*** Source material ***

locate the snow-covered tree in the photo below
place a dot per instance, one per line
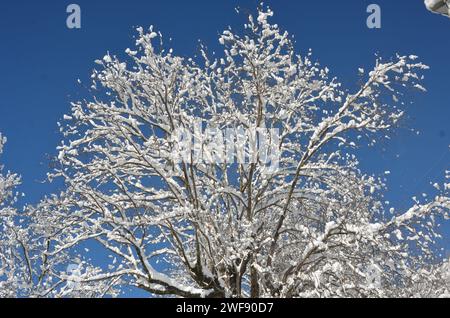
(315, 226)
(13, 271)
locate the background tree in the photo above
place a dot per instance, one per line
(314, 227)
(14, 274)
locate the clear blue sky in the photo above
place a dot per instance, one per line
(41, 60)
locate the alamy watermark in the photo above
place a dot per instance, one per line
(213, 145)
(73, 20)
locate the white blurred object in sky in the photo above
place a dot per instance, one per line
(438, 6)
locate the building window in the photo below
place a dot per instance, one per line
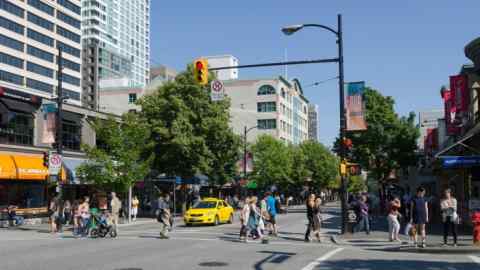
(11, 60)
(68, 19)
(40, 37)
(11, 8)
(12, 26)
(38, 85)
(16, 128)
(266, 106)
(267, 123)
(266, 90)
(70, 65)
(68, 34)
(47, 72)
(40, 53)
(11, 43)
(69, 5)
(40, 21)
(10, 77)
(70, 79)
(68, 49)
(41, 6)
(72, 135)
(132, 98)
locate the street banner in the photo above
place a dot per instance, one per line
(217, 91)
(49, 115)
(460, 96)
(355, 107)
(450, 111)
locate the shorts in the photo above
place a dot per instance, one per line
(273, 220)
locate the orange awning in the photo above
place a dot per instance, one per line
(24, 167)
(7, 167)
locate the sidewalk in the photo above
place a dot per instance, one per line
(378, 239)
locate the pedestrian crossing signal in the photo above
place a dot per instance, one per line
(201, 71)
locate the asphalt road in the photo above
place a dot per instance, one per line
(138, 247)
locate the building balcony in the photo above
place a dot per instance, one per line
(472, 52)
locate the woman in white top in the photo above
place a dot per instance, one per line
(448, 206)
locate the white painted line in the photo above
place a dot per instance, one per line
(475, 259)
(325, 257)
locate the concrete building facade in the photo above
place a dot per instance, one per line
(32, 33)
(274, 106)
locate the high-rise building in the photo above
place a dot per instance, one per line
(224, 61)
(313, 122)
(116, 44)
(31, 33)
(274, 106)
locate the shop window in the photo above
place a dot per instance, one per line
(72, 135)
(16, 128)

*** End of Source material ***
*** Source material ***

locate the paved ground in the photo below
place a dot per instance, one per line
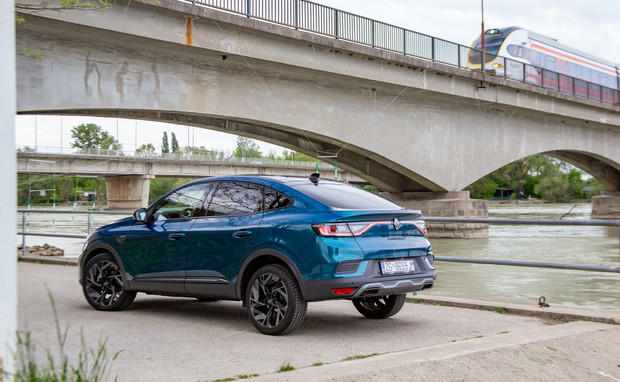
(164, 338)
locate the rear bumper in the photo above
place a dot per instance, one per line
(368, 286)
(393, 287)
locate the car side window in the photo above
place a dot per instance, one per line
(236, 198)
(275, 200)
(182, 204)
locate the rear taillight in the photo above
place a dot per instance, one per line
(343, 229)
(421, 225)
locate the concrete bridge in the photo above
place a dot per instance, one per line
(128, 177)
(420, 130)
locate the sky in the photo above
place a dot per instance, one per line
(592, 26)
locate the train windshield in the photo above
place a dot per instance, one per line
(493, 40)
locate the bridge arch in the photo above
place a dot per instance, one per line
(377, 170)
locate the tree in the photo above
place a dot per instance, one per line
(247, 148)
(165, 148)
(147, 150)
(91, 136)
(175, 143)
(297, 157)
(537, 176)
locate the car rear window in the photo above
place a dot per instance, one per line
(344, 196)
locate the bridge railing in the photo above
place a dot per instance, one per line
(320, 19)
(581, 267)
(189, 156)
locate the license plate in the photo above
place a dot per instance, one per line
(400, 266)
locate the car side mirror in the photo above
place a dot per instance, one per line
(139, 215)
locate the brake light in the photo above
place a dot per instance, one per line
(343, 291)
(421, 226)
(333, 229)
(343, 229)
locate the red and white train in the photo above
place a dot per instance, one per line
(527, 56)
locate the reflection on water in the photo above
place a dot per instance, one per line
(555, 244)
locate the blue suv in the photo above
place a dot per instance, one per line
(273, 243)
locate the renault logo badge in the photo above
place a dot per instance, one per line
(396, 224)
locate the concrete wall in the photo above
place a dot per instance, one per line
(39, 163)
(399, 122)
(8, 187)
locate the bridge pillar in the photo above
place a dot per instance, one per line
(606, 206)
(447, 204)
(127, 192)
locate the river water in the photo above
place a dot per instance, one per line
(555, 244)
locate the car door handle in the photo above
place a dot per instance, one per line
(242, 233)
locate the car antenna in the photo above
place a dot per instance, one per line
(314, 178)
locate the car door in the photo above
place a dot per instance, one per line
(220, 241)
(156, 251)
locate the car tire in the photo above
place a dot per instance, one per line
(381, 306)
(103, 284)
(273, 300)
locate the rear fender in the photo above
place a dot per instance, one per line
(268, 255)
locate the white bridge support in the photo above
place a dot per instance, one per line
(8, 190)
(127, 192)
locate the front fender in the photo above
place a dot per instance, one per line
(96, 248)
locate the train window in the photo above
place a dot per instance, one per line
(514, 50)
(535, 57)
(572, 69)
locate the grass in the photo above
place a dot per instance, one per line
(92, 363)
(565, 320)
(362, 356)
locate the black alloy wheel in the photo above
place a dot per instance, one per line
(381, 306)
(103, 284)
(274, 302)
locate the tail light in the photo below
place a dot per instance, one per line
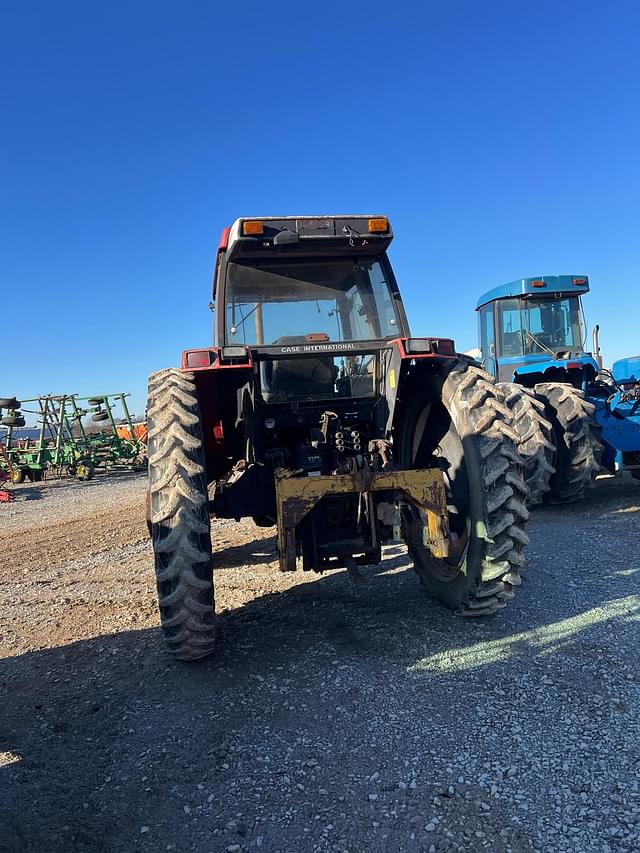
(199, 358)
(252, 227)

*** End of Source material ***
*** Source material ***

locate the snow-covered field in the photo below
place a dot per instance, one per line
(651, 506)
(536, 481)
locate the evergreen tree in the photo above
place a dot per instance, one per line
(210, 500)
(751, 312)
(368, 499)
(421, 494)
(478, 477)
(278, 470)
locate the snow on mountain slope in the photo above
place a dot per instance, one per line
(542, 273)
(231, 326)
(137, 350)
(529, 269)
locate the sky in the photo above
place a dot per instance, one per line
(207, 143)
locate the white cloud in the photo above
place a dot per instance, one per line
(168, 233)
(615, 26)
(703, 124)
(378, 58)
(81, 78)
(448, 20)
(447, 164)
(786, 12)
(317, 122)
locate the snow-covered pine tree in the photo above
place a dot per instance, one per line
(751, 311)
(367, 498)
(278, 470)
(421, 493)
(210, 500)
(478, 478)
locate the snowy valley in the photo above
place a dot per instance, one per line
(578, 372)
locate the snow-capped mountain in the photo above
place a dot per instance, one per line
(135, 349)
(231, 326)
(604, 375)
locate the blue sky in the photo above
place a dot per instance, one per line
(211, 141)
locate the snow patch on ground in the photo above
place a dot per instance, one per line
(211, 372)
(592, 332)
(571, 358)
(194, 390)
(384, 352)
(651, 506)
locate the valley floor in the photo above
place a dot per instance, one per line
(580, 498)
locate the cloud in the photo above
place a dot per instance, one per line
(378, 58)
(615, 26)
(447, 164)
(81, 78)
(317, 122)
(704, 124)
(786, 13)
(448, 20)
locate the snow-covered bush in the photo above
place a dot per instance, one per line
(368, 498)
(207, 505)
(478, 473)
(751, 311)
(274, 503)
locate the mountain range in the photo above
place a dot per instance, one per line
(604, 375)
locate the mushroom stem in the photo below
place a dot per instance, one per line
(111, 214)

*** End of Source material ***

Exercise »
For this listing, copy out every line that includes the word "white".

Answer to this exercise »
locate the white blurred object in sky in the photo above
locate the woman in white top in the photo above
locate the white painted line in the photo above
locate the red and white train in the photo above
locate the white bridge support in the photo above
locate the white cloud in the photo above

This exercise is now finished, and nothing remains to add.